--- START PROVIDED MATERIAL ---
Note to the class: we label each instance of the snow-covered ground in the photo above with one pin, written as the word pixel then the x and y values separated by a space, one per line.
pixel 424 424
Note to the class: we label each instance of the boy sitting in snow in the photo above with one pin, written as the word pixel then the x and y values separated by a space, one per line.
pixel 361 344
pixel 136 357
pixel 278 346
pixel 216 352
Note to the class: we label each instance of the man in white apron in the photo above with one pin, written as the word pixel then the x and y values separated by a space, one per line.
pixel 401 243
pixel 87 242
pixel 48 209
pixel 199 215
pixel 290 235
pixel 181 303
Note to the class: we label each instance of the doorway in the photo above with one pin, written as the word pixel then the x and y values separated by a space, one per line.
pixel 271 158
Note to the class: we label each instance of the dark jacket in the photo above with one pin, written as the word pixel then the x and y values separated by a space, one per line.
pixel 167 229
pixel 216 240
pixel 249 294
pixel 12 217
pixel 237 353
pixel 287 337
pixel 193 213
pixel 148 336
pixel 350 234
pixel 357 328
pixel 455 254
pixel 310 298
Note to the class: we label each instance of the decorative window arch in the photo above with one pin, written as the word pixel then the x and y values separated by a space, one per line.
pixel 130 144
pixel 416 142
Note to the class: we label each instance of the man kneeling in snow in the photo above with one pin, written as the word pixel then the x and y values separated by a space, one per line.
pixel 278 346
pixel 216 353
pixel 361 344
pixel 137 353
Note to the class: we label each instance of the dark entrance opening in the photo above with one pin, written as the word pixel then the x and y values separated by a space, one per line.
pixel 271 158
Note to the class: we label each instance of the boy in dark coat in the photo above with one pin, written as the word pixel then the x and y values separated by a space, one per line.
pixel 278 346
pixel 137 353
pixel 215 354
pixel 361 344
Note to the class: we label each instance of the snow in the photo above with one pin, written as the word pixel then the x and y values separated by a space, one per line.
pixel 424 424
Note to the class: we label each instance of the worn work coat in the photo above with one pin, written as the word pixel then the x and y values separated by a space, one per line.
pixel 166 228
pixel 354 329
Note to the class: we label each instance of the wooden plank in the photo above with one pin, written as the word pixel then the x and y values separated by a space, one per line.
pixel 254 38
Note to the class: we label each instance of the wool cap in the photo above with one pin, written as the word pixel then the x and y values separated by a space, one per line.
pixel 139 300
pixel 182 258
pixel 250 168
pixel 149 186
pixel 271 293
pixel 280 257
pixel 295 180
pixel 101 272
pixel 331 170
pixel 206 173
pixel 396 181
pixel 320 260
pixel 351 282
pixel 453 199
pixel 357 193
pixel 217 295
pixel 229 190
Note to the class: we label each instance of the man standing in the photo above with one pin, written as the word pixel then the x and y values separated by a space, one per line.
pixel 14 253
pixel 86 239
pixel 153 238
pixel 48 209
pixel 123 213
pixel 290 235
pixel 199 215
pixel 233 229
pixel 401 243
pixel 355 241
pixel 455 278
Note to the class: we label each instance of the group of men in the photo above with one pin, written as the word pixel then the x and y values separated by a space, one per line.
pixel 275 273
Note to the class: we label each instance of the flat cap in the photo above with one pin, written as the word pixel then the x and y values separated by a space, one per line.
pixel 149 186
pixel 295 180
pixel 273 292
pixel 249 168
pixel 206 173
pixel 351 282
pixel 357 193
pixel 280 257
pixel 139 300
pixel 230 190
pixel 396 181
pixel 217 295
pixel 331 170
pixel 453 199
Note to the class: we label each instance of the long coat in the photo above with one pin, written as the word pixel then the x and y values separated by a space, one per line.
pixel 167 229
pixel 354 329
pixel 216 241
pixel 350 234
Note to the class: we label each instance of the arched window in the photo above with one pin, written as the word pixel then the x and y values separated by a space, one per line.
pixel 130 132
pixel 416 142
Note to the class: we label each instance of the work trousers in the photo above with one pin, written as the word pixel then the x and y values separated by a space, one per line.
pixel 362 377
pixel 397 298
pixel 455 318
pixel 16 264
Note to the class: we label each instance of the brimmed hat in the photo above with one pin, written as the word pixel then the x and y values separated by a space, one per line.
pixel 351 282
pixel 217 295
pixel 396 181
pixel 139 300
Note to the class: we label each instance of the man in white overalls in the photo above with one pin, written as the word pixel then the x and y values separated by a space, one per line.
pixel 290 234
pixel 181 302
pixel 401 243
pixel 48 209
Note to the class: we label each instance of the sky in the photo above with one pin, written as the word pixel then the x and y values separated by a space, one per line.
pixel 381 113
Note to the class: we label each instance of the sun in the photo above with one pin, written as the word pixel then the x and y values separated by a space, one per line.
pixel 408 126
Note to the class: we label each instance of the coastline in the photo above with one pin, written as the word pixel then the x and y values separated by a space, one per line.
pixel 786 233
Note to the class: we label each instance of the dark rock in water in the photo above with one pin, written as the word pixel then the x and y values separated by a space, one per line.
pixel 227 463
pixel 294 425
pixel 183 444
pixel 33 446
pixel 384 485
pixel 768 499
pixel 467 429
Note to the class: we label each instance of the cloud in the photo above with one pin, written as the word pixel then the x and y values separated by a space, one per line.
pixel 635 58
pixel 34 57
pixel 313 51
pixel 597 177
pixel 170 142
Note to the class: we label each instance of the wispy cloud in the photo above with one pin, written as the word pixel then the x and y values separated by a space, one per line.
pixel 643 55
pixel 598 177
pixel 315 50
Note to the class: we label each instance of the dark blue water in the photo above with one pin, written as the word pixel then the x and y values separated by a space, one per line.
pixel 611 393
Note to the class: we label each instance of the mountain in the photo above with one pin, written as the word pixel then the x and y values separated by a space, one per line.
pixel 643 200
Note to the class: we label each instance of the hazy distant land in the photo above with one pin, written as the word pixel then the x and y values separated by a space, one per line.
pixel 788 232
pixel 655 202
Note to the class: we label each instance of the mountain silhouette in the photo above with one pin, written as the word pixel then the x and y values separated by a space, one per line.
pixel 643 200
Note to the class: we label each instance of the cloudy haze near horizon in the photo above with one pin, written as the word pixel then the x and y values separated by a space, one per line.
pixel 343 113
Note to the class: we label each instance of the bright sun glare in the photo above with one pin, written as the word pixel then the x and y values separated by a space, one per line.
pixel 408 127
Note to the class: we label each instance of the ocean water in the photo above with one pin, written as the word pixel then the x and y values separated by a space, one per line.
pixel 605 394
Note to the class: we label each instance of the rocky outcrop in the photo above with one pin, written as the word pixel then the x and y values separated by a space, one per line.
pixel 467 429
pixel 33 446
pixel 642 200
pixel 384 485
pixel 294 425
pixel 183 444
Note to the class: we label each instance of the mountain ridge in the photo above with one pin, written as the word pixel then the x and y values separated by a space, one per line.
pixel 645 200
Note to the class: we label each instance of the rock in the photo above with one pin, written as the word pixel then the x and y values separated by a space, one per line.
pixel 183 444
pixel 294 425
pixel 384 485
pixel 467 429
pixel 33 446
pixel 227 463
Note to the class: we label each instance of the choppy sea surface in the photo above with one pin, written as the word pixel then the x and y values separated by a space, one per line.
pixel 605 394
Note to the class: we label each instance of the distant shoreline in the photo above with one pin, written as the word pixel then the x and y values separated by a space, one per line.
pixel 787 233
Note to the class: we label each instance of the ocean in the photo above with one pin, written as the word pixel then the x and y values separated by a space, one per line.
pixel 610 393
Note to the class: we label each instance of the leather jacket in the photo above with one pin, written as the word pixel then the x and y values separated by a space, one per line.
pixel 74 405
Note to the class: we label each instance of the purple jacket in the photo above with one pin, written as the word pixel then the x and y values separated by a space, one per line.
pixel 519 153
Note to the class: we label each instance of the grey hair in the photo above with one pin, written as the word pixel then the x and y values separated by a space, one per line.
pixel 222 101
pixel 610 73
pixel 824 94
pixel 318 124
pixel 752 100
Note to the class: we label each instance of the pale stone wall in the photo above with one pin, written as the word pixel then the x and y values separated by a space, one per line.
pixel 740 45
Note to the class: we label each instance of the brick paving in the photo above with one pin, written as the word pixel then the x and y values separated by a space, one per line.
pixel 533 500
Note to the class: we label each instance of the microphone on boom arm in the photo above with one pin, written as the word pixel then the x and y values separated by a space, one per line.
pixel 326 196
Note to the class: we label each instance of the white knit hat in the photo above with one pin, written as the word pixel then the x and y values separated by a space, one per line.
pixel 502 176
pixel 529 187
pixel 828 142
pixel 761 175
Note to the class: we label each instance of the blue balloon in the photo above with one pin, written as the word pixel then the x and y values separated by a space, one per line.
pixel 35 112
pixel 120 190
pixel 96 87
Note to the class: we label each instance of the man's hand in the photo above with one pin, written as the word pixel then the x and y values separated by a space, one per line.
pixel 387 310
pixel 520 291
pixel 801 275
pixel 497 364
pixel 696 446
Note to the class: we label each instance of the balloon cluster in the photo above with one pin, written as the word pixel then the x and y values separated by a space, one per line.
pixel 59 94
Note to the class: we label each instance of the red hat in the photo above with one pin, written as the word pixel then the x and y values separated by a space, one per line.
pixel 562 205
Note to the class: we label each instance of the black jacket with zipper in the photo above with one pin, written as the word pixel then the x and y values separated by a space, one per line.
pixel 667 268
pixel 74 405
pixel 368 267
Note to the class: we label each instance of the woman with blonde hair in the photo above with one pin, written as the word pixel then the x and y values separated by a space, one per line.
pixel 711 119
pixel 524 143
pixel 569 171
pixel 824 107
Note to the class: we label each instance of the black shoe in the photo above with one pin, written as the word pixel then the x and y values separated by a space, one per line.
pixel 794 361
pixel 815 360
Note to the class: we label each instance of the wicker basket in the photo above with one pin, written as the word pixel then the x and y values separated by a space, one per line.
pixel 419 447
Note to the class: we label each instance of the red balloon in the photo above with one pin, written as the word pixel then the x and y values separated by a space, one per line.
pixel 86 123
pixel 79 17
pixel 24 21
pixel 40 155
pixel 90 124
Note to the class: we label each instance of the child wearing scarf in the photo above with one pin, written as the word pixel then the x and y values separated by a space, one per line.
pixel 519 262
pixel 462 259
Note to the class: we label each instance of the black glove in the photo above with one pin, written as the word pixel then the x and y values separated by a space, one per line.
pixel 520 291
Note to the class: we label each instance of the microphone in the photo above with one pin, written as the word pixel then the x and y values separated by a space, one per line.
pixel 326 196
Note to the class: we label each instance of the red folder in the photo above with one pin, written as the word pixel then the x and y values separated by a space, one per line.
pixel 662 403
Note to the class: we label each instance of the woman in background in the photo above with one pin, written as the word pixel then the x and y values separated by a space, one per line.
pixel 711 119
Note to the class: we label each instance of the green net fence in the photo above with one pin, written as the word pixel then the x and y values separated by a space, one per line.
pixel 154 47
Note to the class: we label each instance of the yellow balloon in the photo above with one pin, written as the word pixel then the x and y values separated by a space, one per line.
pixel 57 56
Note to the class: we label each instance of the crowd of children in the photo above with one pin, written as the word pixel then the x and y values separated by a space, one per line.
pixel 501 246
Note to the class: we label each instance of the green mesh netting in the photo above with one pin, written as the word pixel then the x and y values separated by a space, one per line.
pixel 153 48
--- END PROVIDED MATERIAL ---
WHAT YOU NEED TO DO = Every line from the one containing "Note to the class: we label each instance of the yellow" through the end of the entries above must be echoed exactly, with both ends kept.

WRITTEN ANSWER =
Note to the class: we label each instance of the yellow balloon in the photo above with one pin, written as the word pixel then the x and y values separated by a space, one per line.
pixel 57 56
Note to the class: we label each instance of the crowd of children in the photo above with one pin, written as the word pixel then the x and y values separated by a space, one per line.
pixel 501 246
Note to the class: we label each instance of the green mesh netting in the photo above with one pin, written as the word pixel then the x and y values separated by a space, one per line.
pixel 153 48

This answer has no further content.